* [DATA SUPPLIED]

┌──

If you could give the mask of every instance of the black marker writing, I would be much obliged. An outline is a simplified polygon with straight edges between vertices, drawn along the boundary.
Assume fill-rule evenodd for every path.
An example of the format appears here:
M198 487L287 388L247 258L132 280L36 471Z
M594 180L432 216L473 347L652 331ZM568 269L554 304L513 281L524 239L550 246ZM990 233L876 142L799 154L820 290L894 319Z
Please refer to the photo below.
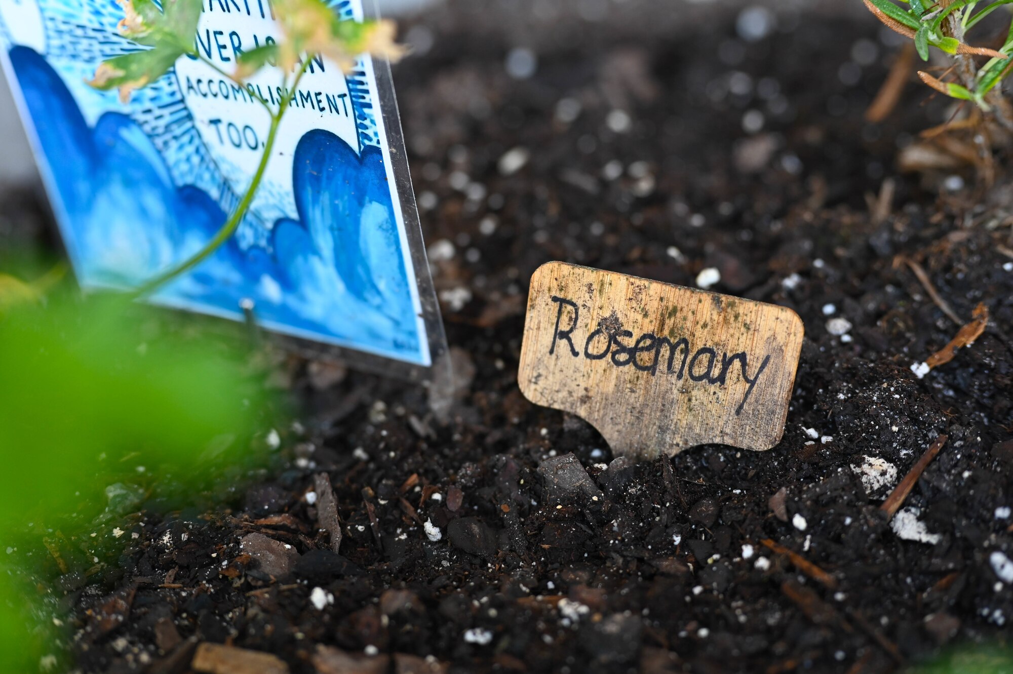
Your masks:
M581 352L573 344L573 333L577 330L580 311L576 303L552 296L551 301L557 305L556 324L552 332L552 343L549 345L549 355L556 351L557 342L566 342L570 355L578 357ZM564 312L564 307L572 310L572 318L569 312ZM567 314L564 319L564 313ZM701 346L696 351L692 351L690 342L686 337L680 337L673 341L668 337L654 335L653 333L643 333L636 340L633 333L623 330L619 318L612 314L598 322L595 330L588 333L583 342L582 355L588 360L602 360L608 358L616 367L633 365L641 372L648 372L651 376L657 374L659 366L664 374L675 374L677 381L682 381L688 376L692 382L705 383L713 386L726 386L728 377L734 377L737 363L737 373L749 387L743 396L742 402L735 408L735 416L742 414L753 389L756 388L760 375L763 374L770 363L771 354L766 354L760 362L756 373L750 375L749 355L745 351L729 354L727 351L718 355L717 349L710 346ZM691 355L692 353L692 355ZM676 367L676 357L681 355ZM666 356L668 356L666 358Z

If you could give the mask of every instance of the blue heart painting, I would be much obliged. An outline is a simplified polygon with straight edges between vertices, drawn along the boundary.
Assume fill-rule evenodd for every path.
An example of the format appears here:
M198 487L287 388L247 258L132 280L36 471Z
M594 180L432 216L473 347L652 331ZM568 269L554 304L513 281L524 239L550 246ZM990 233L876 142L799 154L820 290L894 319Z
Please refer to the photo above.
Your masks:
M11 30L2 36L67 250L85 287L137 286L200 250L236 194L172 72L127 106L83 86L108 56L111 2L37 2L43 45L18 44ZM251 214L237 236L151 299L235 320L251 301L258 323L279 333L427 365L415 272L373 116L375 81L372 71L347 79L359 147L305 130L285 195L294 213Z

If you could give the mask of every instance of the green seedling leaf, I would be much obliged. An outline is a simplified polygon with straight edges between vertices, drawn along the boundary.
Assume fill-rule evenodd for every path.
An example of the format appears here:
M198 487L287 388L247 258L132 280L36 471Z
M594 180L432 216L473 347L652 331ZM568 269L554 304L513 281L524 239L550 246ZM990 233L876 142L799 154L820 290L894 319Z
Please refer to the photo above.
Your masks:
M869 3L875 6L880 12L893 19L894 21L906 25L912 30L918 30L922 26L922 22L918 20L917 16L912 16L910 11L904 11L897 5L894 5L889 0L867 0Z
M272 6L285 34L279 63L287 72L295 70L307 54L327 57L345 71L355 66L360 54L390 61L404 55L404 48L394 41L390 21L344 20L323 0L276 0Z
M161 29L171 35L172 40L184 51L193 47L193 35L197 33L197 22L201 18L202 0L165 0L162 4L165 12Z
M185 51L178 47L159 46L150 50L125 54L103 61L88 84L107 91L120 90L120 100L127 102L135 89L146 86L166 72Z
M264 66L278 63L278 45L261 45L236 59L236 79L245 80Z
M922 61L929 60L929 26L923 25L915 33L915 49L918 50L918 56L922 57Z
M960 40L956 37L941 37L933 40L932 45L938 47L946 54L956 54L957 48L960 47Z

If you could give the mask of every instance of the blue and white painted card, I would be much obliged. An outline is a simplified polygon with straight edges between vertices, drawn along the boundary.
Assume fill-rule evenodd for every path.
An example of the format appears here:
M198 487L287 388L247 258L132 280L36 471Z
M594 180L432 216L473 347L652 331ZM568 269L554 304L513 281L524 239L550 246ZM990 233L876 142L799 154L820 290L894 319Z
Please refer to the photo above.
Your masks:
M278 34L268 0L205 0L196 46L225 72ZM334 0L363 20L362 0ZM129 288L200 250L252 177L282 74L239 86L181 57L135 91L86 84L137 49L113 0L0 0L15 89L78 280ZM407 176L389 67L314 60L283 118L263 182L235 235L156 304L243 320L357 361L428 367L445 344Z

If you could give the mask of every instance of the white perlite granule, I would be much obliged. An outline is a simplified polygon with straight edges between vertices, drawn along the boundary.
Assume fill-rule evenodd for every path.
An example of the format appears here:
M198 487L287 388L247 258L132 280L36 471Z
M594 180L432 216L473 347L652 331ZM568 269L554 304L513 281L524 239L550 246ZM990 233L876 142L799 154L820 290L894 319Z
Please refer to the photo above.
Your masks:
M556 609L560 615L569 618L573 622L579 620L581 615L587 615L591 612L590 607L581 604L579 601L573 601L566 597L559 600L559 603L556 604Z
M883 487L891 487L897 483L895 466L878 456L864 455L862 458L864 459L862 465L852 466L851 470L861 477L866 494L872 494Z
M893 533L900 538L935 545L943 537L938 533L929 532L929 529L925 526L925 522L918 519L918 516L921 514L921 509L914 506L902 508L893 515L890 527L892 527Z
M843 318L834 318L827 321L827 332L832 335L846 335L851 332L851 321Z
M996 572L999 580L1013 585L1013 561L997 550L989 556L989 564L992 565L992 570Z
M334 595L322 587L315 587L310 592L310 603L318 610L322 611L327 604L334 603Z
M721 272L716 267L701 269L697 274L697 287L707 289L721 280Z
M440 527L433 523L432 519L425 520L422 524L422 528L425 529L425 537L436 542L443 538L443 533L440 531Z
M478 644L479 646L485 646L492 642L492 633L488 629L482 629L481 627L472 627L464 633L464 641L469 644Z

└──

* [INSTRUCTIONS TO FOLLOW]
Which lines in the rows above contain the word "drawn"? List each of those lines in full.

* [SOLUTION BELOW]
If you could give the mask of every instance of the black marker writing, I would be much obliged. An outline is a simplified polygon with straight edges between vertices, drawn along the boundary.
If you could give the mask of every instance of the blue heart painting, I would be much obliged. An outline is a simplified polygon with straight edges between vertices, drawn along the boundary.
If you could give the mask of every instance of the green seedling leaf, I would be much obliged. An outline is a simplified polygon with straight edges between vertices, drawn along the boundary.
If you could give the mask of every instance of the blue and white painted card, I would be much obliged. An outline is a simplified polygon with straight edges between vertices, drawn along the boundary.
If you could give the mask of every instance of the white perlite granule, I would be much obliged. An outline is a simplified polygon with straight edges between vertices, drawn along the boundary.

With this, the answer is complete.